Source records:
begin
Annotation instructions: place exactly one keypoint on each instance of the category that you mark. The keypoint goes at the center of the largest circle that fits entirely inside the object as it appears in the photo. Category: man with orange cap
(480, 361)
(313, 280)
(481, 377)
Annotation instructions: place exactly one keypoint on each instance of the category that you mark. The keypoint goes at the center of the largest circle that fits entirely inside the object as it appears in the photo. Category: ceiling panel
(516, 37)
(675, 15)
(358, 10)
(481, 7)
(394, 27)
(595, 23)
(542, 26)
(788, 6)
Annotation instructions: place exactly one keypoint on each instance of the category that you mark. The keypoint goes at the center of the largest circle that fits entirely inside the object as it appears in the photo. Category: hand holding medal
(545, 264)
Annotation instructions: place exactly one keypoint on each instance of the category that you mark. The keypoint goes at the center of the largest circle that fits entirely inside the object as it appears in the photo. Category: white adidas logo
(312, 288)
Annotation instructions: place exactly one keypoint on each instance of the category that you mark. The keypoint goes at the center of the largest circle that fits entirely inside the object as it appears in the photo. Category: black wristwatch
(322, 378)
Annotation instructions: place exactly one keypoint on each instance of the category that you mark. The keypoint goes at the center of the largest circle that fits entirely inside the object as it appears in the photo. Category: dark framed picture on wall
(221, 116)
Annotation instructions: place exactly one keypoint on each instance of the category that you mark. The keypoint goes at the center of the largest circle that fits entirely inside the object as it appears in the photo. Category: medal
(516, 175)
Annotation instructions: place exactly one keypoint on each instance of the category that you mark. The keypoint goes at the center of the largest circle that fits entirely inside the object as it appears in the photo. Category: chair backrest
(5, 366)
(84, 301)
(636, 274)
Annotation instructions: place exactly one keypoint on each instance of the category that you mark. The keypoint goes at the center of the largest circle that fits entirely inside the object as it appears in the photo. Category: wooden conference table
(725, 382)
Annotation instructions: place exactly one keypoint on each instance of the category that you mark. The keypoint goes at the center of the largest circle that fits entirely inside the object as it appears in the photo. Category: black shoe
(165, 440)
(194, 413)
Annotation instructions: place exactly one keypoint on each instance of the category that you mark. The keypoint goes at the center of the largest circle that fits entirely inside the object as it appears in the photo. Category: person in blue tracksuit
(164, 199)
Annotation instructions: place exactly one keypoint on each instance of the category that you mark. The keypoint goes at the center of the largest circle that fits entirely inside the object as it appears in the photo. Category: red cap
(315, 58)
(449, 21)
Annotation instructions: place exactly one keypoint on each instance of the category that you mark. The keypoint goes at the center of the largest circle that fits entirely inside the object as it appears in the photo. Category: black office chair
end
> EXERCISE BRIEF
Write out the entire listing exactly.

> IN RESPONSE
Annotation instructions: place exactly one keypoint on each instance of the category that you mark. The keypoint goes at the center of the largest circle that fits entirely inside the object as it appears in the photo. Category: man with orange cap
(480, 361)
(313, 280)
(481, 377)
Annotation instructions: place exactly one keypoint on each instance of the category that you mark. The keypoint goes at the center of the largest circle that fits entirely inside the object as it appears in the photo. Category: ceiling panel
(516, 37)
(675, 15)
(358, 10)
(481, 7)
(394, 27)
(595, 23)
(542, 26)
(788, 6)
Annotation instructions: place exactly one keypoint on each instance of the category that you mark. The keypoint goes at the center of the largest circle that fits entirely inside the object as it appears in the photo. Category: hand holding medal
(545, 264)
Annotation instructions: place exactly one keypoint on each instance of the category that you mark. The keypoint goes at the center of the largest circle that fits entirely inside the object as it appears in the photo. Category: white adidas logo
(312, 288)
Annotation instructions: place exactly one keypoint on each instance of the category that you mark. The keypoint goes at the center of the largest circle that fits entirely inside the object as it appears in the photo. Category: black wristwatch
(322, 378)
Annotation instructions: place exactly one keypoint on each instance of the category that you mark. The keypoint goes at the center of the largest circle that fits entirely inside the object as it appears in the photo. Category: dark framed picture on wall
(221, 116)
Annotation instructions: place exactly one keypoint on each instance of the category that you mark. The keypoint goes at the center of the largest circle that fits entirely inside the object as it appears in the photo. Category: medal
(516, 175)
Annotation instructions: place exactly one keypoint on each instance of the category that you mark. The keypoint goes at the center of the largest circle that fits entirely inside the object as it appears in the photo. Category: chair backrest
(5, 366)
(84, 301)
(636, 274)
Annotation instructions: place exactly one keypoint on each instance of the category that you mark. The keypoint goes at the center of the largest circle that fits entirely inside the object as it appears in the photo. Category: wooden conference table
(725, 382)
Annotation instructions: place exactly one keypoint on each instance of the category that you mark. The keypoint goes at the center of the largest circle that fits entirely inside the object as it appears in the photo. Category: black shoe
(165, 440)
(194, 413)
Annotation instructions: place exactly one keypoint on each instance of the category that you mark. The keypoint goes at the center of the largest circle that fits entirely inside the object as it appears in the photo. Category: person in blue tracksuit
(164, 199)
Annotation instructions: place exactly one keypoint on each instance of the category that you mark. The keypoint goes at the center of the largest circle that fits entirely inside the object as it appears in the photo. Category: red cap
(315, 58)
(449, 21)
Annotation instructions: place exactly one keypoint on each instance of the category that you mark. The keypoint goes at the center of the largest circle that fits entirely inside the object as it appears in the photo. Category: black office chair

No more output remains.